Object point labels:
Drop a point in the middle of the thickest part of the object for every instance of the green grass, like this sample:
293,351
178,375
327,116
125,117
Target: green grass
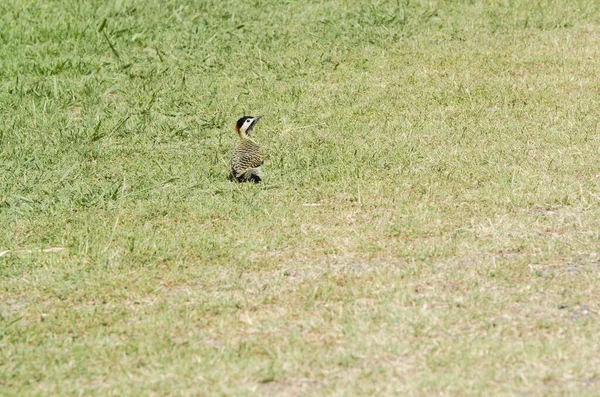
428,223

Short task:
Report every line of the records that contains the word "green", copying each such line in full.

Result of this task:
Drop a point in the middle of the thickest part of the object for every instance of the green grass, like this sample:
Target: green grass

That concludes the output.